--- START OF Text passage ---

I am dealing with a quite large sparse matrix (1.000.000 * 1.000.000) for my master's thesis. I use R and more precisely the 'Matrix' package dedicated to this issue.
Basically, my question is: Are there existing techniques to fill a sparse matrix without looping over the whole pre-existing dataframe I build the sparse matrix upon ? Is there a more efficient way to extract the indices where my sparse matrix will not take value 0 ?
I'm not the first to ask this question, but most threads concern Matlab or Python, and I didn't find a clear answer.
Let's take an example to shed some light on the issue.
Suppose I have a data frame Df of this form:
list1 <- list("a","b","c")
list2 <- list("b,c","c", NA)
Df <- data.frame(cbind(list1, list2))
Df
list1 list2
1 a b,c
2 b c
3 c NA
I want to build a sparse matrix S that assigns S[i,j]=1 if Df[j,1] appears in Df[i,2]. Thus the matrix S would be of this form:
S=matrix(c(0,0,0,1,0,0,1,1,0), nrow=3)

--- END OF Text passage ---

• **Stated task 1**: List every line of the records that contains the word "dark", treating uppercase and lowercase as different.

--- START OF Listing ---

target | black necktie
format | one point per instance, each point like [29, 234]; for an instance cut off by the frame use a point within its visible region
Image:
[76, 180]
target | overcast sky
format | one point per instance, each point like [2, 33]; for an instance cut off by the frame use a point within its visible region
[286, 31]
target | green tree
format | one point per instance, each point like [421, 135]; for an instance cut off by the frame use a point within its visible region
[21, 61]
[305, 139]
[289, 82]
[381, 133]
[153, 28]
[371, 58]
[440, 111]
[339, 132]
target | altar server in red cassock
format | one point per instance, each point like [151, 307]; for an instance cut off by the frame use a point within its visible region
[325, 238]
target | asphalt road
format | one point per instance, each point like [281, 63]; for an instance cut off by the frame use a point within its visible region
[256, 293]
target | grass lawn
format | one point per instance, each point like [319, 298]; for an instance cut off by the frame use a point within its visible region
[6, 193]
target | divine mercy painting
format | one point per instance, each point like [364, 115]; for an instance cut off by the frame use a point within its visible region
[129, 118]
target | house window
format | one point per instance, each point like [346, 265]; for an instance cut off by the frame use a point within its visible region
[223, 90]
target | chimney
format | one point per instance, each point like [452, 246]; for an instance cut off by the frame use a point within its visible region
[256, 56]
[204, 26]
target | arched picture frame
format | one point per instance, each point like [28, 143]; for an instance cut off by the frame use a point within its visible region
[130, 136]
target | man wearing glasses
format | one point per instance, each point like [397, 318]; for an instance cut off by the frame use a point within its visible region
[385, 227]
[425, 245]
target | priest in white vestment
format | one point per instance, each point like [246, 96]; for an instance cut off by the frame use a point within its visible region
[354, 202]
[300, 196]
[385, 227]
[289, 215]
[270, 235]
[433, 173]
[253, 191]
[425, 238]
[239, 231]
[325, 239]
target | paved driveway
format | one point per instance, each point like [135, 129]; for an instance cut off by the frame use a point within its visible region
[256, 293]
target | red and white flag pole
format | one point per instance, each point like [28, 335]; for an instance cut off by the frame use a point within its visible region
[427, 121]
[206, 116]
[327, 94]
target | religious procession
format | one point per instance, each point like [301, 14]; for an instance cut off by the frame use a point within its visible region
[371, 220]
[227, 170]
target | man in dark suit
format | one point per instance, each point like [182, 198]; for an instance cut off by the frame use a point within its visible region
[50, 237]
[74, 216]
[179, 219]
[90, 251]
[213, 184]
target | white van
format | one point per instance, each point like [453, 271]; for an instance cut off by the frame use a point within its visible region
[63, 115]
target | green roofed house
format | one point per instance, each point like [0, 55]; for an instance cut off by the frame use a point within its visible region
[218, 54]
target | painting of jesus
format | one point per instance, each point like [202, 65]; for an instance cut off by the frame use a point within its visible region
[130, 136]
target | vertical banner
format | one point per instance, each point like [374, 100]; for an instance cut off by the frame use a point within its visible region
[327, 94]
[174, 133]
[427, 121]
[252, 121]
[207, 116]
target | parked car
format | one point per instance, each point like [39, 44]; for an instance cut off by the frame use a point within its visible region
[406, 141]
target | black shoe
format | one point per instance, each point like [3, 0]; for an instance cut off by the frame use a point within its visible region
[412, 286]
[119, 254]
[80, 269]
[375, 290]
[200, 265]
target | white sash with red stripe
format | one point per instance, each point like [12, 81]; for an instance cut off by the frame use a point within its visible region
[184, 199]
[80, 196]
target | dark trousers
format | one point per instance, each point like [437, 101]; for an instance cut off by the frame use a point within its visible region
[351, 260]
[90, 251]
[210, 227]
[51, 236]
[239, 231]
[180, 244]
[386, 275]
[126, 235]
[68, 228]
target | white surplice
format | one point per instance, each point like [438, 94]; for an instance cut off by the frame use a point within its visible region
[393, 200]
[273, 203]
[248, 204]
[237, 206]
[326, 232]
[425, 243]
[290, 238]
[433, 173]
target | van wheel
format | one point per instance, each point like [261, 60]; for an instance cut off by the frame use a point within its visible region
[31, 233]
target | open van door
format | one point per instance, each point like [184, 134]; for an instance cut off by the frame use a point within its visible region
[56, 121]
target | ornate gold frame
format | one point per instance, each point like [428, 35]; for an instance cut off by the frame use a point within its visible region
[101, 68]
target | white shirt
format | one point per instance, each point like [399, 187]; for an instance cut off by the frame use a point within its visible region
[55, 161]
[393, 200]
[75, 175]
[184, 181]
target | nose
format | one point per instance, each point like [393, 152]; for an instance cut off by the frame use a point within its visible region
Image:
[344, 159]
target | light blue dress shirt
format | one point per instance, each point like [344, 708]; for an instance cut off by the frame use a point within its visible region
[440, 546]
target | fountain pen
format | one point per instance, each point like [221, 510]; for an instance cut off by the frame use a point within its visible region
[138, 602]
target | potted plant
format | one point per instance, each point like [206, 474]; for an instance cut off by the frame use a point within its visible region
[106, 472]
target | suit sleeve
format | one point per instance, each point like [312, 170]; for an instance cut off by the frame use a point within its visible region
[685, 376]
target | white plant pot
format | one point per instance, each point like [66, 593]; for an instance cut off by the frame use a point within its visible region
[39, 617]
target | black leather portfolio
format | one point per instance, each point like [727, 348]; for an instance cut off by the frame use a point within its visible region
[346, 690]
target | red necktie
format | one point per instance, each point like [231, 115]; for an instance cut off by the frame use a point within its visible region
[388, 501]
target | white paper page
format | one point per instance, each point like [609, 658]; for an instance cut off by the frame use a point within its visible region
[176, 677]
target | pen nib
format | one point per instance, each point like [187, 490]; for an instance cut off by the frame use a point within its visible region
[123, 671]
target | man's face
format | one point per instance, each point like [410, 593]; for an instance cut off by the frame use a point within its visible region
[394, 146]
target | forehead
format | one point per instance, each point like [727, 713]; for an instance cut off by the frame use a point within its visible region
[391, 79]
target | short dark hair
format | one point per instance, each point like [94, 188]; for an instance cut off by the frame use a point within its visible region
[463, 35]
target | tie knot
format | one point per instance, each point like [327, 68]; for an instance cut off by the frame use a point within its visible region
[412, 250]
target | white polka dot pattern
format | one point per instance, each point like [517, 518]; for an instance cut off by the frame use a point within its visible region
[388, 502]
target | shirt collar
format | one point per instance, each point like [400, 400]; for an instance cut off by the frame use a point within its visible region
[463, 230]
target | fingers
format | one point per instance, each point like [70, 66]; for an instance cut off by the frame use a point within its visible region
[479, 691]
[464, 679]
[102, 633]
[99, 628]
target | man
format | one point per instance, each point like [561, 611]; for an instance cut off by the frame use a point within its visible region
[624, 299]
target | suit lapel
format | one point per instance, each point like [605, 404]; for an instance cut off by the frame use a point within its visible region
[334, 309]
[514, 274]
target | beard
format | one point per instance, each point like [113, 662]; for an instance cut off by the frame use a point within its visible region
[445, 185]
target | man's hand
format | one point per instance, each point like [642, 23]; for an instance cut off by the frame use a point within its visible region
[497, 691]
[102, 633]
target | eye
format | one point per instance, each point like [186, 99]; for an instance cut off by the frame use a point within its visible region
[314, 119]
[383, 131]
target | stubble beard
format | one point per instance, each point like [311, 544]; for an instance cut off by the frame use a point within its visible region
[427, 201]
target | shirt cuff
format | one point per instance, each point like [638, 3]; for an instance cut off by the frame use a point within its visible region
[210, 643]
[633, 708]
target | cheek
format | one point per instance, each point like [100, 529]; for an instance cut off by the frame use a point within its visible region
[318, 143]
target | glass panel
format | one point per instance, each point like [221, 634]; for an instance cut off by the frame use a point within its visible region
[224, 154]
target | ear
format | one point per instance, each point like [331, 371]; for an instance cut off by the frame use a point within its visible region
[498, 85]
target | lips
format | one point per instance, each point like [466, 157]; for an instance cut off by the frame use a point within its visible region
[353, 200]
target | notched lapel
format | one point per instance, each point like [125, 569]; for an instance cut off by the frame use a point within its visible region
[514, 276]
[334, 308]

--- END OF Listing ---

• **Stated task 2**: Reproduce word for word the part of the sparse matrix post that begins with the words "I'm not the" and ends with "<- data.frame(cbind(list1, list2))".

• **Task solution 1**:
target | man in dark suit
target | dark trousers
target | short dark hair

• **Task solution 2**:
I'm not the first to ask this question, but most threads concern Matlab or Python, and I didn't find a clear answer.
Let's take an example to shed some light on the issue.
Suppose I have a data frame Df of this form:
list1 <- list("a","b","c")
list2 <- list("b,c","c", NA)
Df <- data.frame(cbind(list1, list2))